*** The records ***

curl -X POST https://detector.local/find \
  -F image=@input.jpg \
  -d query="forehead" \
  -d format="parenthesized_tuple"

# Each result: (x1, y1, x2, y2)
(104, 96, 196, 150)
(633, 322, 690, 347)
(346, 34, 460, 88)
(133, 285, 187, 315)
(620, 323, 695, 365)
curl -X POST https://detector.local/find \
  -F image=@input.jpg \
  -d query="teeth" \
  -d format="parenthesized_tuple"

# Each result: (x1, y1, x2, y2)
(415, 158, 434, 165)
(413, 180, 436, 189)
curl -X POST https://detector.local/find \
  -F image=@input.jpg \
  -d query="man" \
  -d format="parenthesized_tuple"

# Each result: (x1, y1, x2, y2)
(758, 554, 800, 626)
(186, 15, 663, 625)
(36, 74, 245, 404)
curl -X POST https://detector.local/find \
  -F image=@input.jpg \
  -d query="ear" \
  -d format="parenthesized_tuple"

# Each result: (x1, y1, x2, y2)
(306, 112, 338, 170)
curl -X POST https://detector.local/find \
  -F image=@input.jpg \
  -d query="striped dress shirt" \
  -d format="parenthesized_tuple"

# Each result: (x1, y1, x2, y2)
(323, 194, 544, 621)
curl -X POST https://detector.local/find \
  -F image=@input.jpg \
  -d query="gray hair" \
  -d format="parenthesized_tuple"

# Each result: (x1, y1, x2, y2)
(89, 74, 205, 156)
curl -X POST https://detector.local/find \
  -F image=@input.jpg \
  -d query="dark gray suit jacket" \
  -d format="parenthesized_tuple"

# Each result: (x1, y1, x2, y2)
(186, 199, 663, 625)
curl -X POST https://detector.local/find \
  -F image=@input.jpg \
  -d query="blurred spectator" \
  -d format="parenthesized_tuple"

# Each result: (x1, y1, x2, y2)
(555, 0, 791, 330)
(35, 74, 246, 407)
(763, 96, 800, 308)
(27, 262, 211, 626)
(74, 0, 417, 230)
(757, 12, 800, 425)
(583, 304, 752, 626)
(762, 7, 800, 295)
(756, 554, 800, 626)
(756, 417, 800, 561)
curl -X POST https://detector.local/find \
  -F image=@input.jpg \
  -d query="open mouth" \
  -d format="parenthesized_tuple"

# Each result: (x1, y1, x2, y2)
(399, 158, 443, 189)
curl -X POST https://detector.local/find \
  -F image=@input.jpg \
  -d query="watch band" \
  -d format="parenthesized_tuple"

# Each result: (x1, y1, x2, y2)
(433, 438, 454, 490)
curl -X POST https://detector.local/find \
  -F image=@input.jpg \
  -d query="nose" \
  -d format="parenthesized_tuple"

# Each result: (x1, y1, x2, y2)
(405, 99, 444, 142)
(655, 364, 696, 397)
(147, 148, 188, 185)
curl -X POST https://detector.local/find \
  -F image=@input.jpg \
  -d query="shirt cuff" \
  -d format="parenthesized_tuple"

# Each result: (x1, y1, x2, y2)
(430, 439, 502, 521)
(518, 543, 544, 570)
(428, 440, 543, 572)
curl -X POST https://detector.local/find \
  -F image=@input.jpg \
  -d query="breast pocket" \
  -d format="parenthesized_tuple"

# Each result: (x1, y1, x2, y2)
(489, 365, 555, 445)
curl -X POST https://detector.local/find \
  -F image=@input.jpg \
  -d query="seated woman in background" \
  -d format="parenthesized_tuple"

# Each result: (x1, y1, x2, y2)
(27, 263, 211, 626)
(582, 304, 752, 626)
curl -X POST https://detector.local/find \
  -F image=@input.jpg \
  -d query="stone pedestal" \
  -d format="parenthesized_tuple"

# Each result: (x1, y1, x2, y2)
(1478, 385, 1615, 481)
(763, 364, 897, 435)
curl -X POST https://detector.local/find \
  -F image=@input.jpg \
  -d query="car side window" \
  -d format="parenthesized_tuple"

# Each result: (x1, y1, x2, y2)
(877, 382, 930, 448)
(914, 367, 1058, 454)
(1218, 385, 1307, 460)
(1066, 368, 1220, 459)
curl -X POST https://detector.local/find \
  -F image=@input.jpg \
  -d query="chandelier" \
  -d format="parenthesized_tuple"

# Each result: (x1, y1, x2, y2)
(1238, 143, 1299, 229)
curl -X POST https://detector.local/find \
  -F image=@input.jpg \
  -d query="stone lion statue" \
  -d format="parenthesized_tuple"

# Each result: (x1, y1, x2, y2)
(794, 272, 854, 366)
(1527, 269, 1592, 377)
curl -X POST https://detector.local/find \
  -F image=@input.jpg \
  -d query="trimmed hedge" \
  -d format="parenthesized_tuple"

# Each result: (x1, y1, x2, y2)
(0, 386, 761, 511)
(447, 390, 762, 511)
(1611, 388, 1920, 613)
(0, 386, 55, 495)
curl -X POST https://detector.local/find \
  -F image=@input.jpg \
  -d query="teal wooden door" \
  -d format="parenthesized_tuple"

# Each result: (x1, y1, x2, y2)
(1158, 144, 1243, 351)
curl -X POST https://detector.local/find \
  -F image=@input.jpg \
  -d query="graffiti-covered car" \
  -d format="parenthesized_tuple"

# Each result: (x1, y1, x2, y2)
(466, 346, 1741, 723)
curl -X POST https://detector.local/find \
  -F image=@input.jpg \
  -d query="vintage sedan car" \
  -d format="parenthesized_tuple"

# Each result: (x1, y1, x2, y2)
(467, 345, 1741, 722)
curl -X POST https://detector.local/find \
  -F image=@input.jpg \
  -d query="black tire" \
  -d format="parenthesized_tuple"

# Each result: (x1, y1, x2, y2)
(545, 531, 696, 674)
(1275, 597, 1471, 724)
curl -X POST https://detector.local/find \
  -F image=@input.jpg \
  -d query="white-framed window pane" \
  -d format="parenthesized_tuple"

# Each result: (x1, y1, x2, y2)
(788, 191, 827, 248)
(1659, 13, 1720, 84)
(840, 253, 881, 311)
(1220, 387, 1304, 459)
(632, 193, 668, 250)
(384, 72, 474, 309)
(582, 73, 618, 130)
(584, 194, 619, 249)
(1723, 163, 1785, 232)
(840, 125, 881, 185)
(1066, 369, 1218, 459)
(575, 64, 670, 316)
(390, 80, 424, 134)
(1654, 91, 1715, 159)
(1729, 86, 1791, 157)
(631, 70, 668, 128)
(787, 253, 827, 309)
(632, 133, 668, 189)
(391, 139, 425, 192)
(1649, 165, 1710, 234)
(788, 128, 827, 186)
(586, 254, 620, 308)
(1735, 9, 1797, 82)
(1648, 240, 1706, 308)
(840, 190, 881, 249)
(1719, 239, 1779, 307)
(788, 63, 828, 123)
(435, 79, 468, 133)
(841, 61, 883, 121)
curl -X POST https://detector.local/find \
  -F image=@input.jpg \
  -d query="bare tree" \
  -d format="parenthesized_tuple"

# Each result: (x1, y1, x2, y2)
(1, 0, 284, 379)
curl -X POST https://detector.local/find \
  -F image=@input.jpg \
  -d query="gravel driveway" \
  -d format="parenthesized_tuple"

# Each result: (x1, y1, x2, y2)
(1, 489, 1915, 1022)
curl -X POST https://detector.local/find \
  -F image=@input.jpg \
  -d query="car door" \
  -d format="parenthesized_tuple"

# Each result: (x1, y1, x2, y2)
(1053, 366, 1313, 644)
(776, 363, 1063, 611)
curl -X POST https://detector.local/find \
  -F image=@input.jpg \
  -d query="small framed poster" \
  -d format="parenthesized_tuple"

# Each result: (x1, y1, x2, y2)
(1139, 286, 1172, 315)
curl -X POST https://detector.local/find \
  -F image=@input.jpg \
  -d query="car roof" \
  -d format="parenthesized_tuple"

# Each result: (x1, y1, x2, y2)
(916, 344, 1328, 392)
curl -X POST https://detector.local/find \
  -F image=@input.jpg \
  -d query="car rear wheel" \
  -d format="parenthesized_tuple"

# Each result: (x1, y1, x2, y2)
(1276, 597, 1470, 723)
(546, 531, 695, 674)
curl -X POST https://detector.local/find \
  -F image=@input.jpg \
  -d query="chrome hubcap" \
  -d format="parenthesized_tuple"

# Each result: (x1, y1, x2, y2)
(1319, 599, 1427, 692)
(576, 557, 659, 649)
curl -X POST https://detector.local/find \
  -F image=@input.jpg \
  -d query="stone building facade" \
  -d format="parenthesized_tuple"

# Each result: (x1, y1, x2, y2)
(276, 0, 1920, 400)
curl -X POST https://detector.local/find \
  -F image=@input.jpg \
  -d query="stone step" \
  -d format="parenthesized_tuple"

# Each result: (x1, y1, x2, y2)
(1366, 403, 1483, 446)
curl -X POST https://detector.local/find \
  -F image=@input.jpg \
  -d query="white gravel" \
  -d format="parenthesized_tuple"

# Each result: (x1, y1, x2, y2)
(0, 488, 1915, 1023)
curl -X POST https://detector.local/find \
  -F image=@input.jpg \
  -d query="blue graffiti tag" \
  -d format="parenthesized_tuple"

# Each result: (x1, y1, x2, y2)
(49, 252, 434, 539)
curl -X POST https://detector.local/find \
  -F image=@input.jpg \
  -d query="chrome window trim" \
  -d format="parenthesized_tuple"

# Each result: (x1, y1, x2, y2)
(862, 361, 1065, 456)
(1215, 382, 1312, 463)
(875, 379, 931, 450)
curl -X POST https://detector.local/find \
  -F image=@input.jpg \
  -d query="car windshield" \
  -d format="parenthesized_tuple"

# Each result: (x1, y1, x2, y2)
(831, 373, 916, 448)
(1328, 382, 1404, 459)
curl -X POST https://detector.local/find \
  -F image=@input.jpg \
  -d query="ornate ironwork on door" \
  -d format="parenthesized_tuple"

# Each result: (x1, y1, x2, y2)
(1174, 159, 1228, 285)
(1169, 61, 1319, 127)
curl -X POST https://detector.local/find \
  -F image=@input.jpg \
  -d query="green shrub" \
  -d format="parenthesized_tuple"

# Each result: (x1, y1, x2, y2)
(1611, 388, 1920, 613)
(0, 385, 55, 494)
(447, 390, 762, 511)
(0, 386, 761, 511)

*** End of The records ***

Across the material, how many lines contain "shirt"? The reply must be that number and nothing else.

2